PASSAGE TO READ:
★ ★ ★
Gateway

██╗      ██████╗  ██████╗  ██████╗ ███████╗
██║     ██╔═══██╗██╔════╝ ██╔═══██╗██╔════╝
██║     ██║   ██║██║  ███╗██║   ██║███████╗
██║     ██║   ██║██║   ██║██║   ██║╚════██║
███████╗╚██████╔╝╚██████╔╝╚██████╔╝███████║
╚══════╝ ╚═════╝  ╚═════╝  ╚═════╝ ╚══════╝

        ███████╗██╗     ██╗   ██╗██╗  ██╗
        ██╔════╝██║     ██║   ██║╚██╗██╔╝
        █████╗  ██║     ██║   ██║ ╚███╔╝
        ██╔══╝  ██║     ██║   ██║ ██╔██╗
        ██║     ███████╗╚██████╔╝██╔╝ ██╗
        ╚═╝     ╚══════╝ ╚═════╝ ╚═╝  ╚═╝

Gateway

A single HTTP control plane for managing GPU-bound services and queueing jobs across them.

Why it exists

Gateway gives you a single HTTP control plane for managing GPU-bound services and queueing jobs across them, with priority-based preemption and health-aware scheduling. It is designed for setups where multiple services contend for one or more GPUs and you want a single point of submit, observe, and preempt.

Concretely: you register Docker-backed services (LLM servers, image-generation workers, code runners, anything with an HTTP health endpoint), submit jobs against a service type, and Gateway handles dispatch, container start/stop, VRAM accounting, retries, callbacks, and preemption.

Features

GPU monitoring — /gpu and /vram endpoints report utilization, memory, temperature, and per-process usage. Works with discrete GPUs (via nvidia-smi) and unified-memory systems.
★ ★ ★
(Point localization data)
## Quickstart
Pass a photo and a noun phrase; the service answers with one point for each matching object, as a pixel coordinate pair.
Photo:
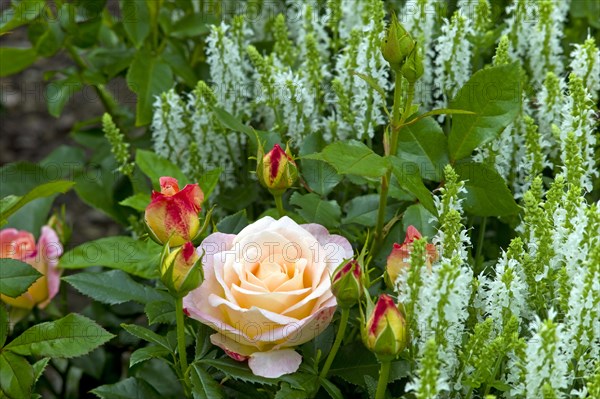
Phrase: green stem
(384, 373)
(279, 204)
(336, 344)
(181, 341)
(480, 239)
(391, 149)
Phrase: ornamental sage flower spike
(276, 170)
(399, 258)
(172, 216)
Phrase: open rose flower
(172, 215)
(20, 245)
(399, 258)
(268, 289)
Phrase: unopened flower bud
(172, 216)
(399, 258)
(346, 284)
(412, 69)
(179, 269)
(276, 169)
(385, 333)
(397, 44)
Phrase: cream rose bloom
(268, 289)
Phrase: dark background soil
(29, 133)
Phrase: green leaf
(20, 13)
(495, 95)
(371, 82)
(16, 376)
(146, 353)
(138, 201)
(331, 389)
(160, 312)
(16, 277)
(14, 60)
(209, 181)
(409, 178)
(315, 210)
(363, 210)
(3, 324)
(238, 371)
(112, 287)
(354, 361)
(43, 190)
(193, 25)
(129, 388)
(425, 144)
(416, 215)
(73, 335)
(147, 335)
(148, 77)
(286, 391)
(39, 367)
(58, 93)
(136, 21)
(487, 193)
(203, 385)
(119, 252)
(154, 166)
(233, 224)
(320, 176)
(352, 158)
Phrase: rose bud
(180, 270)
(399, 258)
(172, 216)
(276, 170)
(43, 256)
(385, 332)
(412, 69)
(397, 44)
(346, 284)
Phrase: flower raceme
(346, 283)
(276, 169)
(172, 216)
(268, 289)
(385, 332)
(43, 256)
(399, 258)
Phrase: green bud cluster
(401, 51)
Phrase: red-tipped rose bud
(399, 258)
(385, 333)
(179, 269)
(346, 284)
(276, 169)
(172, 216)
(397, 44)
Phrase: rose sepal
(205, 225)
(191, 280)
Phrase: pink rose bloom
(44, 256)
(267, 290)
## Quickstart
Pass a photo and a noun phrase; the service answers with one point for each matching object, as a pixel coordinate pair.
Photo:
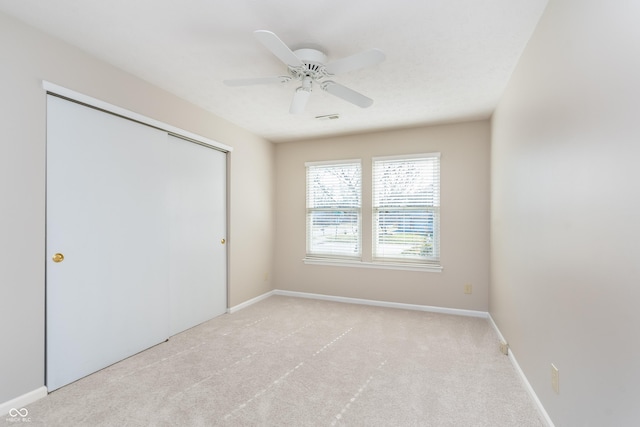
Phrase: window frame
(364, 258)
(332, 256)
(434, 210)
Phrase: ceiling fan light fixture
(300, 99)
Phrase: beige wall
(464, 210)
(565, 241)
(27, 57)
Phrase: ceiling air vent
(328, 117)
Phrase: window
(406, 208)
(334, 209)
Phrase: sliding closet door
(197, 208)
(106, 214)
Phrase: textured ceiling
(446, 60)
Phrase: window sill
(382, 265)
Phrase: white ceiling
(446, 60)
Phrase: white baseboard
(455, 311)
(22, 401)
(525, 381)
(249, 302)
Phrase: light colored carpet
(300, 362)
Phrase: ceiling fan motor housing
(313, 64)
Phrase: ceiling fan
(309, 66)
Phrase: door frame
(88, 101)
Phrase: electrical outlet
(555, 379)
(504, 348)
★ ★ ★
EXERCISE SET:
A: Output the part of the Gateway page starting at "Gateway gives you" and ending at "and unified-memory systems.", copied word for word.
B: Rewrite the paragraph of the Gateway page that begins "Concretely: you register" as a short list that keeps its main facts.
C: Answer these questions using the Gateway page:
(i) On what basis does Gateway preempt jobs?
(ii) What kind of endpoint must a registered service have?
(iii) Which endpoints report GPU utilization, memory, temperature and per-process usage?

SOLUTIONS TO THE PROBLEMS:
A:
Gateway gives you a single HTTP control plane for managing GPU-bound services and queueing jobs across them, with priority-based preemption and health-aware scheduling. It is designed for setups where multiple services contend for one or more GPUs and you want a single point of submit, observe, and preempt.

Concretely: you register Docker-backed services (LLM servers, image-generation workers, code runners, anything with an HTTP health endpoint), submit jobs against a service type, and Gateway handles dispatch, container start/stop, VRAM accounting, retries, callbacks, and preemption.

Features

GPU monitoring — /gpu and /vram endpoints report utilization, memory, temperature, and per-process usage. Works with discrete GPUs (via nvidia-smi) and unified-memory systems.

B:
- You register Docker-backed services that have an HTTP health endpoint, such as LLM servers, image-generation workers and code runners.
- You submit jobs against a service type.
- Gateway handles dispatch, container start/stop, VRAM accounting, retries, callbacks and preemption.

C:
(i) Priority-based preemption.
(ii) An HTTP health endpoint.
(iii) The /gpu and /vram endpoints.